** START OF Data rows **
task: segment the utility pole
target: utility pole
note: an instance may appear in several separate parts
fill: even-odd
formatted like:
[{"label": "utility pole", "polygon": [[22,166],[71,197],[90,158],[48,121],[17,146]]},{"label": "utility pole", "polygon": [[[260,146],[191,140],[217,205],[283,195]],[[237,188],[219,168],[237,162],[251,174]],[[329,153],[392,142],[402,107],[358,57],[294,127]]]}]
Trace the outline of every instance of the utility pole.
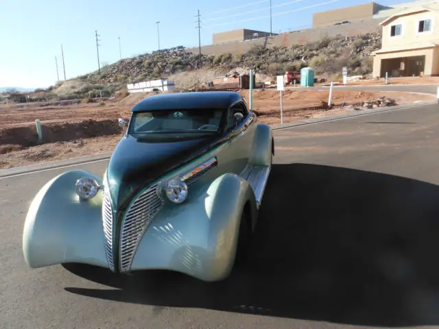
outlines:
[{"label": "utility pole", "polygon": [[198,29],[198,52],[200,53],[200,69],[201,69],[201,26],[200,23],[201,21],[200,21],[200,17],[201,15],[200,14],[200,10],[198,10],[198,14],[195,16],[197,17],[197,21],[195,22],[198,25],[195,26],[195,29]]},{"label": "utility pole", "polygon": [[270,36],[273,35],[272,31],[272,0],[270,0]]},{"label": "utility pole", "polygon": [[97,38],[97,37],[100,36],[97,34],[97,30],[96,29],[95,30],[95,35],[96,36],[96,51],[97,52],[97,69],[99,71],[99,74],[101,74],[101,64],[99,62],[99,46],[100,46],[100,45],[98,42],[100,40]]},{"label": "utility pole", "polygon": [[122,51],[121,50],[121,37],[119,37],[119,57],[122,59]]},{"label": "utility pole", "polygon": [[158,24],[160,22],[156,22],[157,24],[157,40],[158,41],[158,50],[160,50],[160,34],[158,34]]},{"label": "utility pole", "polygon": [[56,64],[56,77],[58,77],[57,82],[60,82],[60,74],[58,72],[58,60],[56,59],[56,56],[55,56],[55,64]]},{"label": "utility pole", "polygon": [[62,44],[61,44],[61,54],[62,55],[62,69],[64,70],[64,81],[66,81],[66,66],[64,64],[64,50],[62,49]]}]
** END OF Data rows **
Written task:
Rewrite every line of the items above as a numbered list, omitting any blank lines. Leave the pictures out of your answer.

Task result:
1. task: segment the utility pole
2. target: utility pole
3. note: an instance may appear in several separate parts
4. fill: even-odd
5. formatted like:
6. [{"label": "utility pole", "polygon": [[22,166],[71,197],[90,158],[48,121],[17,146]]},{"label": "utility pole", "polygon": [[[260,146],[191,140],[217,205],[283,195]],[[237,188],[219,168],[237,162],[251,174]],[[329,153],[392,142],[402,107],[358,57],[294,127]]]}]
7. Trace the outline of every instance of the utility pole.
8. outlines:
9. [{"label": "utility pole", "polygon": [[198,29],[198,52],[200,53],[200,69],[201,69],[201,26],[200,23],[201,21],[200,21],[200,17],[201,15],[200,14],[200,10],[198,10],[198,14],[195,16],[197,17],[197,21],[195,22],[198,25],[195,26],[195,29]]},{"label": "utility pole", "polygon": [[270,36],[273,35],[272,31],[272,0],[270,0]]},{"label": "utility pole", "polygon": [[97,38],[97,37],[100,36],[97,34],[97,30],[96,29],[95,30],[95,35],[96,36],[96,51],[97,52],[97,69],[99,71],[99,74],[101,74],[101,64],[99,62],[99,46],[100,46],[100,45],[98,42],[100,40]]},{"label": "utility pole", "polygon": [[122,51],[121,50],[121,37],[119,37],[119,57],[122,59]]},{"label": "utility pole", "polygon": [[158,24],[160,22],[156,22],[157,24],[157,40],[158,41],[158,50],[160,50],[160,34],[158,34]]},{"label": "utility pole", "polygon": [[56,64],[56,77],[58,77],[57,82],[60,82],[60,74],[58,72],[58,60],[56,59],[56,56],[55,56],[55,64]]},{"label": "utility pole", "polygon": [[62,44],[61,44],[61,54],[62,55],[62,69],[64,70],[64,81],[66,81],[66,66],[64,64],[64,50],[62,49]]}]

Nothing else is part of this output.